═══ PASSAGE TO READ ═══

# Nice cow horn predator call



## Rich Cronk (Feb 24, 2010)

Here are a couple of photos of a nice little predator call of cow horn tip. I'm asking 25.00 shipped.















View attachment cottontailRC.wav


----------



## 220swift (Mar 2, 2011)

Looking good there Rich, sounds great.


----------



## Rich Cronk (Feb 24, 2010)

220swift said:


> Looking good there Rich, sounds great.


----------------------------------------------
Thank you sir!


----------



## Rich Cronk (Feb 24, 2010)

Rich Cronk said:


> Here are a couple of photos of a nice little predator call of cow horn tip. I'm asking 25.00 shipped.
> 
> 
> 
> ...



View attachment cottontailRC.wav


I uploaded the wrong cottontail in my first post. I guess I have two sounds marked the same. I'm just old, please forgive me.

═══ ENTRIES PROVIDED ═══

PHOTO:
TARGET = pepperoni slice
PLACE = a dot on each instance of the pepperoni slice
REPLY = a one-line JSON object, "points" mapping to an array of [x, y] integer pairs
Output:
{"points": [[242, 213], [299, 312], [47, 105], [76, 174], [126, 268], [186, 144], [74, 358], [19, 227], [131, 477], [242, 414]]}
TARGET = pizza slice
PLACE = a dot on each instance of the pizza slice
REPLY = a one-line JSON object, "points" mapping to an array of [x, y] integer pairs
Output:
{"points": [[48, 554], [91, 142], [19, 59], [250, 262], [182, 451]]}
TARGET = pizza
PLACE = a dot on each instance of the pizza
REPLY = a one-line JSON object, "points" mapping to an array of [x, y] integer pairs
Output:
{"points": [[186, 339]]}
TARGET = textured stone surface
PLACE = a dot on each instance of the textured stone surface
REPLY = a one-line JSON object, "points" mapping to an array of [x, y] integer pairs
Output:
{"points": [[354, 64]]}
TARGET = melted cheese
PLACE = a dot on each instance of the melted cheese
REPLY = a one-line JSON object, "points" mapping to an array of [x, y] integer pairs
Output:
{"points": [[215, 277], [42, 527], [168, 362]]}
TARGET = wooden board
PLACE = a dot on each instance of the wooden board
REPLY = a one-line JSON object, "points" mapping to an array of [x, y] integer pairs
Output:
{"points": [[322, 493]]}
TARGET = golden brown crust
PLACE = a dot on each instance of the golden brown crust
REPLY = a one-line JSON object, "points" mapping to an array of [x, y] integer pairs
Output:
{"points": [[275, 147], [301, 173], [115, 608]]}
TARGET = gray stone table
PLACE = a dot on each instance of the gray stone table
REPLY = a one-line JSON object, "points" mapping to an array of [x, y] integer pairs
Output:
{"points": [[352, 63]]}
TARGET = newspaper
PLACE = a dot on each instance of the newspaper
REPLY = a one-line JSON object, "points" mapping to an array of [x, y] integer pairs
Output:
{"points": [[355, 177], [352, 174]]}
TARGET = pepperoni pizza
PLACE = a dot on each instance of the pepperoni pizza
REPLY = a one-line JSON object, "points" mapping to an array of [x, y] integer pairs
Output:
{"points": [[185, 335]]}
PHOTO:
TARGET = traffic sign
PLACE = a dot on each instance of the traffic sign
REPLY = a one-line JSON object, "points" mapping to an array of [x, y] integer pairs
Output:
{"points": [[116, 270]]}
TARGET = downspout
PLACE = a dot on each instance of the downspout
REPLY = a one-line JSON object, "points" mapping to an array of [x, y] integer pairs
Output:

═══

(PARTS OF THE EXERCISE):
a) In the records, start at the line containing "TARGET = downspout" and go through the end of the records. Write those lines out again with "downspout" replaced by "rain gutter pipe" and everything else left the same.
b) Write the next part of the forum thread about the cow horn predator call, starting right after its last post.

(EXERCISE RESULTS):
a)
TARGET = rain gutter pipe
PLACE = a dot on each instance of the rain gutter pipe
REPLY = a one-line JSON object, "points" mapping to an array of [x, y] integer pairs
Output:

b)
----------



## prairiewolf (Feb 19, 2012)

Very nice Rich ! Guys these little horns are great, I have 4 of them and they are loud and make great sounds.


----------



## Rick Howard (Feb 25, 2012)

I like it! Great call sir.


----------



## azpredatorhunter (Jul 24, 2012)

Sound's great!...


----------



## bones44 (Jan 7, 2011)

Handy little call right there ! Sounds great Rich !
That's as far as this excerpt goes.